Si la política y la democracia no son sólo cosa de algunos (los otros: los que votan, los que gobiernan, los que se oponen, los que militan, los que salen a la calle); si nos afectan a cada uno de nosotros, a nuestras vidas, a nuestras elecciones, y no sólo cuando votamos, si todo está interconectado; ¿a qué juego estamos jugando?
Las preguntas del Papa se dirigen a nosotros; y nos hacen volver a la tierra. Son concretas. Como la caridad de la que la política -como repite Francisco citando a sus predecesores- es la forma más elevada. Hacen saltar por los aires los esquemas construidos de las polarizaciones. Adoptan un paradigma que sólo la miopía de nuestro tiempo no considera político. El paradigma del amor, que exige participación, que lo incluye todo, «que no se contenta con tratar los efectos, sino que busca abordar las causas». Y es una forma de caridad que permite a la política estar a la altura de sus responsabilidades y alejarse de la polarización».

[Datos de localización de puntos]

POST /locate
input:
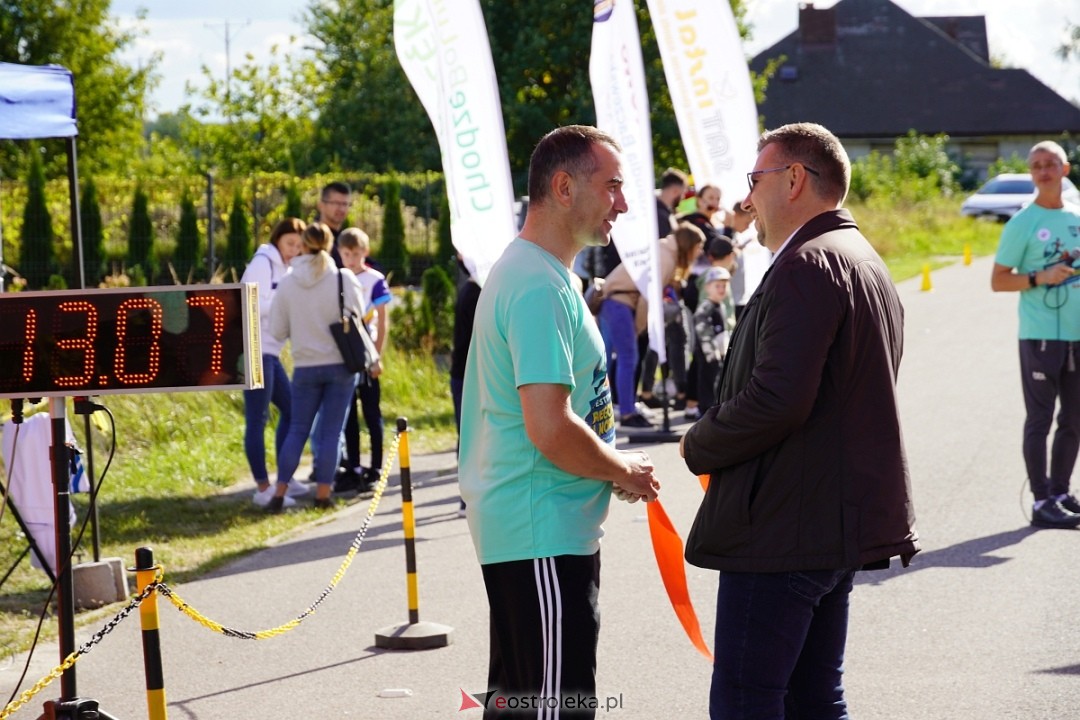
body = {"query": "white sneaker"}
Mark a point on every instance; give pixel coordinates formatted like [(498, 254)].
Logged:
[(261, 498), (297, 489)]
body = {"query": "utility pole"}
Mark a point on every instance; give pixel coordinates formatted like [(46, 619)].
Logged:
[(229, 31)]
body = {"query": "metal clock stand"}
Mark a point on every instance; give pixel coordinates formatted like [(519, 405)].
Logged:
[(69, 706)]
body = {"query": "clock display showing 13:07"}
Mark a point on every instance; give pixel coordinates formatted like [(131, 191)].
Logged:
[(130, 340)]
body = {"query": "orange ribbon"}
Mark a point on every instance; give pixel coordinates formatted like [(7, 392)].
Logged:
[(667, 547)]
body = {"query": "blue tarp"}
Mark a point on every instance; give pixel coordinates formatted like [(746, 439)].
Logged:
[(36, 102)]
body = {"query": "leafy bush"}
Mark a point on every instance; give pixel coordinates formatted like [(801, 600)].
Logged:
[(445, 254), (38, 257), (436, 310), (918, 170), (392, 252), (239, 247), (140, 238), (93, 235), (188, 242), (1012, 164)]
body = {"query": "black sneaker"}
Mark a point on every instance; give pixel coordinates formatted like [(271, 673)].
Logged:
[(635, 420), (367, 480), (348, 481), (1051, 514), (1069, 503)]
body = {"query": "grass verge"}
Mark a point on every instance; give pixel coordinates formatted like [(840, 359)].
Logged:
[(178, 456)]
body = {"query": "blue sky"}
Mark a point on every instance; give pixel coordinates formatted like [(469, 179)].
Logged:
[(192, 32)]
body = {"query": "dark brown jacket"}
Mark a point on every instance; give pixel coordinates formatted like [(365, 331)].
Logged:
[(804, 446)]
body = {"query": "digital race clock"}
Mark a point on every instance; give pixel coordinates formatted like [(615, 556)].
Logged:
[(130, 340)]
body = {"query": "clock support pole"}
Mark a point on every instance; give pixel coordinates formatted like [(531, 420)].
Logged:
[(69, 706)]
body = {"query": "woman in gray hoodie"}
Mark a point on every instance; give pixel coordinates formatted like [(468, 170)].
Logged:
[(301, 311)]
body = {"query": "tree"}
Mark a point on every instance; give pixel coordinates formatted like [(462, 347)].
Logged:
[(267, 112), (37, 259), (81, 36), (293, 205), (188, 242), (140, 238), (445, 252), (239, 246), (537, 49), (363, 93), (93, 234), (436, 310), (392, 252)]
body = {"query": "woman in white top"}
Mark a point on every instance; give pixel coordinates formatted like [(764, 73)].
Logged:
[(302, 309), (267, 268)]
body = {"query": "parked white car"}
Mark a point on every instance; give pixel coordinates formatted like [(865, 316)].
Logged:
[(1004, 194)]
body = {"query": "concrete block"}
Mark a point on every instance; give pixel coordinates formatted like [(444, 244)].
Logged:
[(99, 583)]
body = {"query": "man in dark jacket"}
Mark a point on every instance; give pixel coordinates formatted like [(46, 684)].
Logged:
[(808, 475)]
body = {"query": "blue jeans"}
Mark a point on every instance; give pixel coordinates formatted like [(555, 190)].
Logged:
[(779, 650), (621, 340), (275, 389), (324, 391)]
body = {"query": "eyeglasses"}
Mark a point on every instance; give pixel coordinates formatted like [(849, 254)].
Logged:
[(751, 180)]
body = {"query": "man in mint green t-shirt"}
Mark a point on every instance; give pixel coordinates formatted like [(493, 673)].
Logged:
[(538, 462), (1038, 257)]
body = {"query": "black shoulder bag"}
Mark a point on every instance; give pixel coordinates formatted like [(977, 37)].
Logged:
[(353, 342)]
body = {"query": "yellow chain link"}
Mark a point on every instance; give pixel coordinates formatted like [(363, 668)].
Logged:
[(273, 632), (206, 622), (71, 659)]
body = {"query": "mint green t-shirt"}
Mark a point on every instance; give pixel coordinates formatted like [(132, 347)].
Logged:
[(1035, 239), (531, 326)]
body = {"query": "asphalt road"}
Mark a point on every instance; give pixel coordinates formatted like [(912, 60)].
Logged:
[(981, 626)]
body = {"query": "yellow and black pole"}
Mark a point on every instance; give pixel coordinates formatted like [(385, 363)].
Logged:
[(413, 635), (146, 572), (408, 522)]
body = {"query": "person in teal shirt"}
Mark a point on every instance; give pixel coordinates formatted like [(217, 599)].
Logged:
[(1038, 257), (538, 463)]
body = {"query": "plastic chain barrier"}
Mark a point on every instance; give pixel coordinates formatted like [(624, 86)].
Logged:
[(85, 648), (273, 632), (161, 587)]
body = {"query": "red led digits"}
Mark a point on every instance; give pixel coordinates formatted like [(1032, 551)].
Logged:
[(85, 344), (147, 340), (31, 335), (17, 369), (217, 315)]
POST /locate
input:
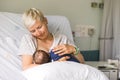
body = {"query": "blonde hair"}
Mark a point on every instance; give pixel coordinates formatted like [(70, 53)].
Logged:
[(31, 15)]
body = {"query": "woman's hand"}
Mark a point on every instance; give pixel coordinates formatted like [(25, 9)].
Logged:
[(64, 49)]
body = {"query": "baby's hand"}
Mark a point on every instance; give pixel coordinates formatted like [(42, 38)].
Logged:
[(64, 58)]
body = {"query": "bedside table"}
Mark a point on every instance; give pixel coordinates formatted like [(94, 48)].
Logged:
[(111, 73)]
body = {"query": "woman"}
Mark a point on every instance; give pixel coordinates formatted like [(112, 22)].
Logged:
[(41, 38)]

- _Tareas_
**1)** Responde con el texto sobre la política y la caridad:
(a) ¿De qué es la política la forma más elevada?
(b) ¿A quién se dirigen las preguntas del Papa?
(c) ¿Qué exige el paradigma del amor?
**2)** Traduce al inglés esta oración del texto sobre la política y la caridad: «Las preguntas del Papa se dirigen a nosotros; y nos hacen volver a la tierra».

- _Soluciones del ejercicio_
**1)**
(a) De la caridad.
(b) A nosotros.
(c) Participación.

**2)** The Pope's questions are addressed to us; and they bring us back down to earth.